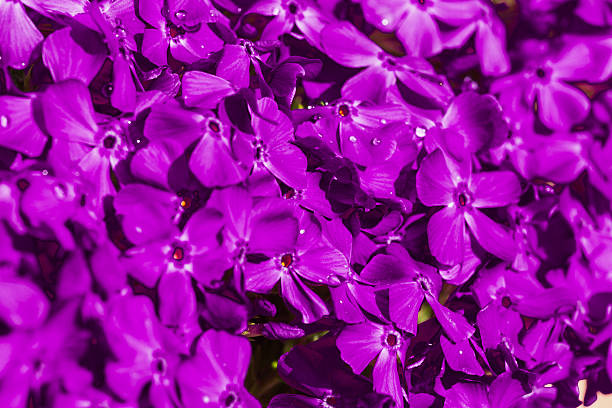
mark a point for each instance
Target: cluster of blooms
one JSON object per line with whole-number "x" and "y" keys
{"x": 380, "y": 202}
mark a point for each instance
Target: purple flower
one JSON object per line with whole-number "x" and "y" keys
{"x": 407, "y": 279}
{"x": 361, "y": 343}
{"x": 304, "y": 14}
{"x": 304, "y": 259}
{"x": 440, "y": 182}
{"x": 545, "y": 80}
{"x": 349, "y": 47}
{"x": 272, "y": 147}
{"x": 415, "y": 22}
{"x": 182, "y": 26}
{"x": 145, "y": 351}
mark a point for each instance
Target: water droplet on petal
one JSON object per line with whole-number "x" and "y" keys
{"x": 119, "y": 32}
{"x": 60, "y": 191}
{"x": 333, "y": 280}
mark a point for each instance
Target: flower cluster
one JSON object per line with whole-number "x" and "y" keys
{"x": 305, "y": 203}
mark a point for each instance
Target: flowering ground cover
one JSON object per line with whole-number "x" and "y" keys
{"x": 300, "y": 203}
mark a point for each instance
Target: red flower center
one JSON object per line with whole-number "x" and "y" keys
{"x": 178, "y": 254}
{"x": 286, "y": 260}
{"x": 506, "y": 302}
{"x": 214, "y": 126}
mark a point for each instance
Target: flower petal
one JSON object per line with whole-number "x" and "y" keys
{"x": 561, "y": 105}
{"x": 69, "y": 113}
{"x": 18, "y": 130}
{"x": 445, "y": 233}
{"x": 22, "y": 304}
{"x": 460, "y": 356}
{"x": 348, "y": 46}
{"x": 434, "y": 182}
{"x": 386, "y": 377}
{"x": 323, "y": 265}
{"x": 491, "y": 236}
{"x": 261, "y": 277}
{"x": 359, "y": 344}
{"x": 404, "y": 304}
{"x": 18, "y": 34}
{"x": 67, "y": 60}
{"x": 302, "y": 298}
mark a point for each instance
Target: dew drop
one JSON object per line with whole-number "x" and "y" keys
{"x": 60, "y": 191}
{"x": 120, "y": 32}
{"x": 286, "y": 260}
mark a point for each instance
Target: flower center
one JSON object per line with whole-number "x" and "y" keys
{"x": 230, "y": 399}
{"x": 506, "y": 302}
{"x": 331, "y": 401}
{"x": 175, "y": 31}
{"x": 159, "y": 365}
{"x": 286, "y": 260}
{"x": 214, "y": 126}
{"x": 178, "y": 254}
{"x": 186, "y": 203}
{"x": 343, "y": 110}
{"x": 109, "y": 142}
{"x": 391, "y": 339}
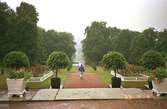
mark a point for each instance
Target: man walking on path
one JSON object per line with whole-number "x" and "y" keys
{"x": 81, "y": 70}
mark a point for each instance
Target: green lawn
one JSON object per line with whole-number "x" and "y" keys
{"x": 89, "y": 69}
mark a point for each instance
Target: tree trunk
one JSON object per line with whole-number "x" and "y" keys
{"x": 115, "y": 71}
{"x": 56, "y": 73}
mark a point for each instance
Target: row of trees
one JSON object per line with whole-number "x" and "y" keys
{"x": 19, "y": 32}
{"x": 101, "y": 39}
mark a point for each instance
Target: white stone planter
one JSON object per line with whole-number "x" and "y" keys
{"x": 16, "y": 87}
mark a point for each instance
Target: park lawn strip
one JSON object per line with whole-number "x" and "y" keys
{"x": 3, "y": 84}
{"x": 46, "y": 84}
{"x": 74, "y": 69}
{"x": 104, "y": 75}
{"x": 134, "y": 84}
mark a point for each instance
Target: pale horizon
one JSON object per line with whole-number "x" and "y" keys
{"x": 75, "y": 15}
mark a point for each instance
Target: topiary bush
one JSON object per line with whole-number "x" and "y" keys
{"x": 16, "y": 60}
{"x": 58, "y": 60}
{"x": 152, "y": 60}
{"x": 115, "y": 61}
{"x": 161, "y": 73}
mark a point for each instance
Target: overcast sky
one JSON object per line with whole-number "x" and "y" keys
{"x": 74, "y": 15}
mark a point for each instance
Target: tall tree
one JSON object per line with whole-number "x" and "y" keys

◆ ◆ ◆ ◆

INSTRUCTIONS FOR THE TASK -
Copy out all the records exactly, excluding pictures.

THE SOLUTION -
mark a point for each instance
Target: cluster of blooms
one JSON object per line with whole-number "x" and "y" keys
{"x": 380, "y": 202}
mark a point for each instance
Target: purple flower
one JSON object per line with whole-number "x" and "y" keys
{"x": 407, "y": 279}
{"x": 361, "y": 343}
{"x": 304, "y": 14}
{"x": 304, "y": 259}
{"x": 440, "y": 182}
{"x": 545, "y": 80}
{"x": 349, "y": 47}
{"x": 272, "y": 147}
{"x": 415, "y": 22}
{"x": 182, "y": 26}
{"x": 145, "y": 351}
mark a point for each instance
Target: water droplet on petal
one JSON object per line with whole-number "x" and "y" keys
{"x": 119, "y": 32}
{"x": 60, "y": 191}
{"x": 333, "y": 280}
mark a point for each instance
Target: flower cluster
one JSON object per line with whole-number "x" and "y" keys
{"x": 305, "y": 203}
mark a point for each instance
Target: flowering ground cover
one JSON object per line with whole-number "x" and "y" keys
{"x": 300, "y": 203}
mark a point for each instance
Target: red flower center
one JSON object per line with whole-number "x" and "y" keys
{"x": 178, "y": 254}
{"x": 286, "y": 260}
{"x": 506, "y": 302}
{"x": 214, "y": 126}
mark a point for each instance
Target: flower petal
one JSON object per line with whole-number "x" and "y" keys
{"x": 561, "y": 105}
{"x": 69, "y": 113}
{"x": 18, "y": 130}
{"x": 445, "y": 233}
{"x": 22, "y": 304}
{"x": 460, "y": 356}
{"x": 348, "y": 46}
{"x": 434, "y": 182}
{"x": 386, "y": 377}
{"x": 323, "y": 265}
{"x": 491, "y": 236}
{"x": 261, "y": 277}
{"x": 359, "y": 344}
{"x": 404, "y": 304}
{"x": 18, "y": 34}
{"x": 67, "y": 60}
{"x": 302, "y": 298}
mark a point for each instance
Target: dew drop
one JSON object per line with whole-number "x" and "y" keys
{"x": 60, "y": 191}
{"x": 120, "y": 32}
{"x": 286, "y": 260}
mark a point for each instance
Target: flower center
one JSON object per line with whole-number "x" and "y" keys
{"x": 230, "y": 399}
{"x": 506, "y": 302}
{"x": 331, "y": 401}
{"x": 175, "y": 31}
{"x": 159, "y": 365}
{"x": 286, "y": 260}
{"x": 214, "y": 126}
{"x": 178, "y": 254}
{"x": 186, "y": 203}
{"x": 343, "y": 110}
{"x": 109, "y": 142}
{"x": 391, "y": 339}
mark a point for each instance
Target: man walking on path
one JSON object per line with whole-number "x" and "y" keys
{"x": 81, "y": 70}
mark a point for each instance
Target: green lawn
one JSON object per line with whole-number "x" and "y" keys
{"x": 89, "y": 69}
mark a point for each instance
Target: tree trunk
one JSON object per line with whole-number "x" and "y" keys
{"x": 115, "y": 71}
{"x": 56, "y": 73}
mark a point for each instance
Target: row of trees
one JSON object per line with whole-number "x" and "y" keys
{"x": 19, "y": 32}
{"x": 101, "y": 39}
mark a point for each instance
Target: white stone planter
one JSON object per line with whole-number "x" and "y" keys
{"x": 16, "y": 87}
mark a point for each instance
Target: park lawn strip
one JSON object per line with whole-number "x" and "y" keys
{"x": 3, "y": 84}
{"x": 46, "y": 84}
{"x": 74, "y": 69}
{"x": 104, "y": 75}
{"x": 134, "y": 84}
mark a point for each instance
Target: pale horizon
one JSON object per line with whole-number "x" and "y" keys
{"x": 75, "y": 15}
mark a point for each instance
Target: topiary bush
one JSON object per line with whole-number "x" and "y" keys
{"x": 16, "y": 60}
{"x": 58, "y": 60}
{"x": 152, "y": 60}
{"x": 115, "y": 61}
{"x": 161, "y": 73}
mark a point for each instance
Target: overcast sky
one JSON object per line with whole-number "x" and "y" keys
{"x": 74, "y": 15}
mark a point for each instance
Target: tall tree
one JSON object per line with whole-number "x" and "y" keys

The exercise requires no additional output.